## RECORDED INFORMATION
━━━━━━━━━━━━━━━━

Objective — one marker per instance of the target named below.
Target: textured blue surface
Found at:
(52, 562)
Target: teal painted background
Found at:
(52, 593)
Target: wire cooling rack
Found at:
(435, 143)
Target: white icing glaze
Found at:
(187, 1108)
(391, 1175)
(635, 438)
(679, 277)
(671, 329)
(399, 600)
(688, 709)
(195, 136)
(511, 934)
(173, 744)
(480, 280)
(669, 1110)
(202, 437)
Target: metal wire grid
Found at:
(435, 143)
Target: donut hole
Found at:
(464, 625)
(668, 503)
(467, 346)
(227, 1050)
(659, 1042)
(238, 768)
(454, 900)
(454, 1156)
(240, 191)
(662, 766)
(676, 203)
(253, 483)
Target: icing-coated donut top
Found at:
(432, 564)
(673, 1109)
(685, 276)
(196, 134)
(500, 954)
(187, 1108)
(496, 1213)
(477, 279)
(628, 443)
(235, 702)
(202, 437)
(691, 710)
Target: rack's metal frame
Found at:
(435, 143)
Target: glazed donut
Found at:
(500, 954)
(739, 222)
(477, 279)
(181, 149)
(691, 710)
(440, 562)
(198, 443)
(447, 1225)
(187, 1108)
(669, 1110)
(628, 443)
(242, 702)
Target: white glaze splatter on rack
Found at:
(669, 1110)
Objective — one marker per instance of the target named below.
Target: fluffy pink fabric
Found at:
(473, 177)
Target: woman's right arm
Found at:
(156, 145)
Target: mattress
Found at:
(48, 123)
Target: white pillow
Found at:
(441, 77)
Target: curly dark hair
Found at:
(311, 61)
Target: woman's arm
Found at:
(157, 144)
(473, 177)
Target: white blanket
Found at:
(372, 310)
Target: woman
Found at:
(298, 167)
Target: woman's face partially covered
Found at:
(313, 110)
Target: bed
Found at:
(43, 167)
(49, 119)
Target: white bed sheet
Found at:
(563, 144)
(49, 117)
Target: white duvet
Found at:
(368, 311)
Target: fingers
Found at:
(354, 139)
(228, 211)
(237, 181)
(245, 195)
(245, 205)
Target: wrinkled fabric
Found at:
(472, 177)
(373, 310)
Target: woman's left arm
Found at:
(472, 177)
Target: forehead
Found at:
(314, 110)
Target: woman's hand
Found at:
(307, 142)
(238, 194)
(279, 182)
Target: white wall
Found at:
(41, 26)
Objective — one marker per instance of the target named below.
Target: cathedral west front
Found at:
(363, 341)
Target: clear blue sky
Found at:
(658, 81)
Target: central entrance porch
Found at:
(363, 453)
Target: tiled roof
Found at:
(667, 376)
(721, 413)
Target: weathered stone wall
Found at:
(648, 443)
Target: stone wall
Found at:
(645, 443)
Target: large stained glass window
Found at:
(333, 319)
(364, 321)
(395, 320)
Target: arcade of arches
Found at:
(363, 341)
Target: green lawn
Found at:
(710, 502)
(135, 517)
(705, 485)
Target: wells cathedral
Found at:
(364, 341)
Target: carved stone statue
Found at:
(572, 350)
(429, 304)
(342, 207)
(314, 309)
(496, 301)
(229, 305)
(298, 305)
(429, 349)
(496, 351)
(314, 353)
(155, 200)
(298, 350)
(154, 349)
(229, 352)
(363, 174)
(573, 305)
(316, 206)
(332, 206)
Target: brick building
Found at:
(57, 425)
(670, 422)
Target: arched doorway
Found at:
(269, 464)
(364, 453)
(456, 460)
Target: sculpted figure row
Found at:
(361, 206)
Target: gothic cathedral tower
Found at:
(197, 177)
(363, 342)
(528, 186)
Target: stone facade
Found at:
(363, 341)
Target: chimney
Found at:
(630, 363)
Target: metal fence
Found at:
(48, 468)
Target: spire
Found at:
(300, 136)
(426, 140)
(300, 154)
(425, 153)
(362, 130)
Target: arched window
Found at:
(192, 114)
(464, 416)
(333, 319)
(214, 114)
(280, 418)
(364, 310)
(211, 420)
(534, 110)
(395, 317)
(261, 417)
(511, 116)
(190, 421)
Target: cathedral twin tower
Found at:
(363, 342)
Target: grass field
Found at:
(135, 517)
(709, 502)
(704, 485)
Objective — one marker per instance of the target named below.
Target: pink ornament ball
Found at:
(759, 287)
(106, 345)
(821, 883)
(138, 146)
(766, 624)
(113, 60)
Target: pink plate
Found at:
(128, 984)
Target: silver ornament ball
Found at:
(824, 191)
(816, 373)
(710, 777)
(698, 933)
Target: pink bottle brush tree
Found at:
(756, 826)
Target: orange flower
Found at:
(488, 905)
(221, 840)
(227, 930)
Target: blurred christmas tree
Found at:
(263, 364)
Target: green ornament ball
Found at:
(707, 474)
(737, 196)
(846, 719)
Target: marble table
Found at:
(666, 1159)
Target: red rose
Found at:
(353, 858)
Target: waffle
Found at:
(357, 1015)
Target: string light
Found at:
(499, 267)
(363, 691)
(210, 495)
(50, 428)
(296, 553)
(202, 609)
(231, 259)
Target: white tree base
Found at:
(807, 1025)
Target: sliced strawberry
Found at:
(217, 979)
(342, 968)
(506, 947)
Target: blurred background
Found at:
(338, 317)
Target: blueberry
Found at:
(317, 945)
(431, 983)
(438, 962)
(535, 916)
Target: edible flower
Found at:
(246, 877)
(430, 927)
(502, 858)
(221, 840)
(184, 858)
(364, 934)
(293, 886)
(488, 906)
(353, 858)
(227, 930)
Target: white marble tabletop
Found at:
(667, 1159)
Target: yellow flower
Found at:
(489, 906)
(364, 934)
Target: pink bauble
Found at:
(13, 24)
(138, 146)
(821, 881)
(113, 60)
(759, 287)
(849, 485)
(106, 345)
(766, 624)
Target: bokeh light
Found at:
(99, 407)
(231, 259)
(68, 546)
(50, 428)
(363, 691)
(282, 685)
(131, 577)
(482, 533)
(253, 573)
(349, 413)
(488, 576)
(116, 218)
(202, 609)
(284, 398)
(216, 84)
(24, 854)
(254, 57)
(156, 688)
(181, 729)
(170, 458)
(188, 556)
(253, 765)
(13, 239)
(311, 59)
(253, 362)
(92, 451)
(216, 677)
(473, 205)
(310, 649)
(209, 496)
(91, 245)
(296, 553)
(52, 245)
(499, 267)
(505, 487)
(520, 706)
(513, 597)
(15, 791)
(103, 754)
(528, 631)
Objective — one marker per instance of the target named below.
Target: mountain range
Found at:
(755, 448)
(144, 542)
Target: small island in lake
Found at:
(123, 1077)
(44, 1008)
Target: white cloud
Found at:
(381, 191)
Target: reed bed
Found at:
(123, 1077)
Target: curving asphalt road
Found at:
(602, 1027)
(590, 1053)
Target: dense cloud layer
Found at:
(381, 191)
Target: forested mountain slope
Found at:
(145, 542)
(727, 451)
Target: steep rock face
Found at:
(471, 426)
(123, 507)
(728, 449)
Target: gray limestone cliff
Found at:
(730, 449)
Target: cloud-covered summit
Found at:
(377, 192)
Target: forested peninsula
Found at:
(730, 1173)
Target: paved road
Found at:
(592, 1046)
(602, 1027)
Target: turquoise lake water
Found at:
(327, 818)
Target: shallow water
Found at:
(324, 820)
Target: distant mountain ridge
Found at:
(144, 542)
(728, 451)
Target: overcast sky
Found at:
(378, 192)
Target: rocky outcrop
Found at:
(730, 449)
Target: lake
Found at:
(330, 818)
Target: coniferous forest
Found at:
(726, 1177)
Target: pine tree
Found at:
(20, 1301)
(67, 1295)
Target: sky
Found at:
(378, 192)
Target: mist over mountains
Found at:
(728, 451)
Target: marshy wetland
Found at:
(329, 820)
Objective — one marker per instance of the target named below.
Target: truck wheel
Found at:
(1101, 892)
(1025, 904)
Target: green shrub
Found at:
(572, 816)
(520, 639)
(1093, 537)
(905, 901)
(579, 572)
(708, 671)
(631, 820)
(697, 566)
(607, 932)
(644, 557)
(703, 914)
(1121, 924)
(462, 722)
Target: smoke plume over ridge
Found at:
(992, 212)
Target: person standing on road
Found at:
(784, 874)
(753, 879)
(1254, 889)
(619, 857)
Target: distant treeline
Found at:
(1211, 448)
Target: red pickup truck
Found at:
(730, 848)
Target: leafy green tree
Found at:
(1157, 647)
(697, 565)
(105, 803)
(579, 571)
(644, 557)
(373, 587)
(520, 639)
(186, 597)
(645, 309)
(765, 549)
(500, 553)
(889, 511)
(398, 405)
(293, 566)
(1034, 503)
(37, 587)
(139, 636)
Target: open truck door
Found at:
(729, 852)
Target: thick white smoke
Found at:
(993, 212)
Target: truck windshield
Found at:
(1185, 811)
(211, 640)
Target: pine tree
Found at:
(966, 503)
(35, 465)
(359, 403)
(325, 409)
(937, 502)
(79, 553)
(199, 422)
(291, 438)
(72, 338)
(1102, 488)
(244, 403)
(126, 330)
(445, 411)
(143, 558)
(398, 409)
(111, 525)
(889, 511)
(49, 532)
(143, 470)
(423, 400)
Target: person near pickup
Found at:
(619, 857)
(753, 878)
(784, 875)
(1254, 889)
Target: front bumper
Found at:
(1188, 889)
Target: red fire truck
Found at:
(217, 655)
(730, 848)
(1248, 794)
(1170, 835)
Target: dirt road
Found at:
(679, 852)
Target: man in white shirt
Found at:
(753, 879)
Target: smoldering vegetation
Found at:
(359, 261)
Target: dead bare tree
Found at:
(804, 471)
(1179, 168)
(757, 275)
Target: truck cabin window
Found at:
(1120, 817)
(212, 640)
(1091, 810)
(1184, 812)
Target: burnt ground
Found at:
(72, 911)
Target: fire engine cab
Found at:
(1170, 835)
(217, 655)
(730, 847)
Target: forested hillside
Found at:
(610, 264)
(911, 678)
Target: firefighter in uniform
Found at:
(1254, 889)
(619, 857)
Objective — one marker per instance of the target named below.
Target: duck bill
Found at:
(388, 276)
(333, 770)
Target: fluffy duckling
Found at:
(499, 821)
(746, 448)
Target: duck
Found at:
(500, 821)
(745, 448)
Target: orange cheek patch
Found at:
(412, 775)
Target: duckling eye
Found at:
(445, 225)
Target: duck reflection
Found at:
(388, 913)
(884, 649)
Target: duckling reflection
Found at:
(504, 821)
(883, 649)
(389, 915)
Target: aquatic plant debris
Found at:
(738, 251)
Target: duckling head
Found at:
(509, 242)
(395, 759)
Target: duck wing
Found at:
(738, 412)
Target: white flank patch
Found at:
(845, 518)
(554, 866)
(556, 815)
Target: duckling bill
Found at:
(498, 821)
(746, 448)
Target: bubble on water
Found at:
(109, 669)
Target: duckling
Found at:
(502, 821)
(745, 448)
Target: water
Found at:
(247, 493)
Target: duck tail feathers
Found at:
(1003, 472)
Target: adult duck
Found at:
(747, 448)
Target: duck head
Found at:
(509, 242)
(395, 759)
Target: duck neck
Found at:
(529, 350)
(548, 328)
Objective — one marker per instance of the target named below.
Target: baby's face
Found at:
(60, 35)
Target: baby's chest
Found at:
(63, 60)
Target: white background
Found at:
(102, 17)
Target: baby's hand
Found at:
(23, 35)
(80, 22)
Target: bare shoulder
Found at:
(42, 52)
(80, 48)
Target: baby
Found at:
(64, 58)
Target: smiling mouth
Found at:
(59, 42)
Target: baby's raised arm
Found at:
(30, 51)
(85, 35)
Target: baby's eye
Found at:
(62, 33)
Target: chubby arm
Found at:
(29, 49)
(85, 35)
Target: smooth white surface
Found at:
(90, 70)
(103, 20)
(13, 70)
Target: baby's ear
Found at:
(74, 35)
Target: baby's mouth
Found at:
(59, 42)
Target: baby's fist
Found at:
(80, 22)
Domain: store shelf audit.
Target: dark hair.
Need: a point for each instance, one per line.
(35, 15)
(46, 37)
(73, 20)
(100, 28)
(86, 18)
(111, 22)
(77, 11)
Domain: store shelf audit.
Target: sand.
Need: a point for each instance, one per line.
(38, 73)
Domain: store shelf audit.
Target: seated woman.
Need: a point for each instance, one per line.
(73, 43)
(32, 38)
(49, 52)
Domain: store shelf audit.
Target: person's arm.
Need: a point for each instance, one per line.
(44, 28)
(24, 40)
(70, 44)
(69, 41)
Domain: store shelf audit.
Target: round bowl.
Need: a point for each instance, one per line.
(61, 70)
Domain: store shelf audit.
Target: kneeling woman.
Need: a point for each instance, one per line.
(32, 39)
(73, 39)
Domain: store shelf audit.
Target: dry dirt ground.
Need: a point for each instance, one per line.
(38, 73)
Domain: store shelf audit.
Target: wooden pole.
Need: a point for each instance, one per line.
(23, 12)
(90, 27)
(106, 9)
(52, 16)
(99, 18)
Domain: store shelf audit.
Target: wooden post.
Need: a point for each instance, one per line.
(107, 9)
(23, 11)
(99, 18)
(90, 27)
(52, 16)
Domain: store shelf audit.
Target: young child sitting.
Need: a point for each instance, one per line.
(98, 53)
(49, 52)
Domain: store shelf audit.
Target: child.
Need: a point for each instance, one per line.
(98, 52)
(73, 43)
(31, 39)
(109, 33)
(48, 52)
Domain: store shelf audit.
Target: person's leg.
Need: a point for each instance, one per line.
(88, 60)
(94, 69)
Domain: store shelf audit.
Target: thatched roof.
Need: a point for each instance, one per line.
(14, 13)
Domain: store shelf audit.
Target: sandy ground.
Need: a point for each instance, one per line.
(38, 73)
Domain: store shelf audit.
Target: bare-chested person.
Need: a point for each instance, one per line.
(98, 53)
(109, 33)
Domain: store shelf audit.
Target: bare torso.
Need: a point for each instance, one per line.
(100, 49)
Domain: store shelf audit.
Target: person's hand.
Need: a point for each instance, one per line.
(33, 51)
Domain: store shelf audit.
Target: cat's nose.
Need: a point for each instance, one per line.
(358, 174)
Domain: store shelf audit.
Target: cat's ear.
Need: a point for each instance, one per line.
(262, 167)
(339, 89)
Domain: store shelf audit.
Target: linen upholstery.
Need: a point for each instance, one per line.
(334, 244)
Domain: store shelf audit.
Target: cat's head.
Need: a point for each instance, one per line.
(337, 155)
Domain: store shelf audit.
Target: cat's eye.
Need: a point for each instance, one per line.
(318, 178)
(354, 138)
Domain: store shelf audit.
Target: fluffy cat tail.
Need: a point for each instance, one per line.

━━━━━━━━━━━━━━━━

## WHAT YOU NEED TO DO
Locate every line in the material above that contains the word "reflection" and copy each of those lines in full.

## OUTPUT FOR THIS EXERCISE
Target: duck reflection
Target: duckling reflection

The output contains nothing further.